* [TEXT PROVIDED]:
START
The model configs include the hyperparameters and attention settings used to reproduce results in our paper.
An example command to train a model with GALS on Waterbirds-100%:
CUDA_VISIBLE_DEVICES=0,1,2 python main.py --name waterbirds100_gals --config configs/waterbirds_100_gals.yaml
The --name flag is used for Weights & Biases logging. You can add --dryrun to the command to run locally without uploading to the W&B server. This can be useful for debugging.
Model evaluation
To evaluate a model on the test split for a given dataset, simply use the --test_checkpoint flag and provide a path to a trained checkpoint. For example, to evaluate a Waterbirds-95% GALS model with weights under a trained_weights directory
CUDA_VISIBLE_DEVICES=0 python main.py --config configs/waterbirds_95_gals.yaml --test_checkpoint trained_weights/waterbirds_95_gals.ckpt
Note: For MSCOCO-ApparentGender, the Ratio Delta in our paper is 1-test_ratio in the output results.
END
* [JOB 1]: Return the text on training and evaluating GALS models word for word, in full.

* [Rows excerpted from a collection]:
START
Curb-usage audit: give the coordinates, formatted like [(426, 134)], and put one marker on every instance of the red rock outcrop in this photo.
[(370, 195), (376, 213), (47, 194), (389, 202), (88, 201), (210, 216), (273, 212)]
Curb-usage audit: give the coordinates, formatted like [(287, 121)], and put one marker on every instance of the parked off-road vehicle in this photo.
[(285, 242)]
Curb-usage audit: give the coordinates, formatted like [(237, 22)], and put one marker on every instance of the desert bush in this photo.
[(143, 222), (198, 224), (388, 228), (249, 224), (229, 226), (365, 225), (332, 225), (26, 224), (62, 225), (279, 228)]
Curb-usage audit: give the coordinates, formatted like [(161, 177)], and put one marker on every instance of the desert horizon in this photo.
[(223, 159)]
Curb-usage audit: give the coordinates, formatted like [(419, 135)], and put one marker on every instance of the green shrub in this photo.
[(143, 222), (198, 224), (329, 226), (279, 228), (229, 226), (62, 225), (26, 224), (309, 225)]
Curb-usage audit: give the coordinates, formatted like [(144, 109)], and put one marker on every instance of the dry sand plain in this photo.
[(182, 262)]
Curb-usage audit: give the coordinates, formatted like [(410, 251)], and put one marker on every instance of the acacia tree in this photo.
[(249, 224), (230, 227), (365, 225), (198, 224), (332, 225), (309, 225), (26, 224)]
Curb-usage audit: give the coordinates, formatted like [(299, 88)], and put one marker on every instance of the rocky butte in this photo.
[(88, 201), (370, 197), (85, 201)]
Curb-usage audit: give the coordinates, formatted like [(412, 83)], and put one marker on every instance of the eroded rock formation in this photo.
END
* [JOB 2]: In the rows, starting with the line containing "shrub in this photo." and going on through the last row, substitute "Roadside survey" for "Curb-usage audit" and give back only those lines, with everything else unchanged.

* [EXERCISE ANSWER 1]:
The model configs include the hyperparameters and attention settings used to reproduce results in our paper.
An example command to train a model with GALS on Waterbirds-100%:
CUDA_VISIBLE_DEVICES=0,1,2 python main.py --name waterbirds100_gals --config configs/waterbirds_100_gals.yaml
The --name flag is used for Weights & Biases logging. You can add --dryrun to the command to run locally without uploading to the W&B server. This can be useful for debugging.
Model evaluation
To evaluate a model on the test split for a given dataset, simply use the --test_checkpoint flag and provide a path to a trained checkpoint. For example, to evaluate a Waterbirds-95% GALS model with weights under a trained_weights directory
CUDA_VISIBLE_DEVICES=0 python main.py --config configs/waterbirds_95_gals.yaml --test_checkpoint trained_weights/waterbirds_95_gals.ckpt
Note: For MSCOCO-ApparentGender, the Ratio Delta in our paper is 1-test_ratio in the output results.

* [EXERCISE ANSWER 2]:
Roadside survey: give the coordinates, formatted like [(419, 135)], and put one marker on every instance of the green shrub in this photo.
[(143, 222), (198, 224), (329, 226), (279, 228), (229, 226), (62, 225), (26, 224), (309, 225)]
Roadside survey: give the coordinates, formatted like [(144, 109)], and put one marker on every instance of the dry sand plain in this photo.
[(182, 262)]
Roadside survey: give the coordinates, formatted like [(410, 251)], and put one marker on every instance of the acacia tree in this photo.
[(249, 224), (230, 227), (365, 225), (198, 224), (332, 225), (309, 225), (26, 224)]
Roadside survey: give the coordinates, formatted like [(299, 88)], and put one marker on every instance of the rocky butte in this photo.
[(88, 201), (370, 197), (85, 201)]
Roadside survey: give the coordinates, formatted like [(412, 83)], and put one marker on every instance of the eroded rock formation in this photo.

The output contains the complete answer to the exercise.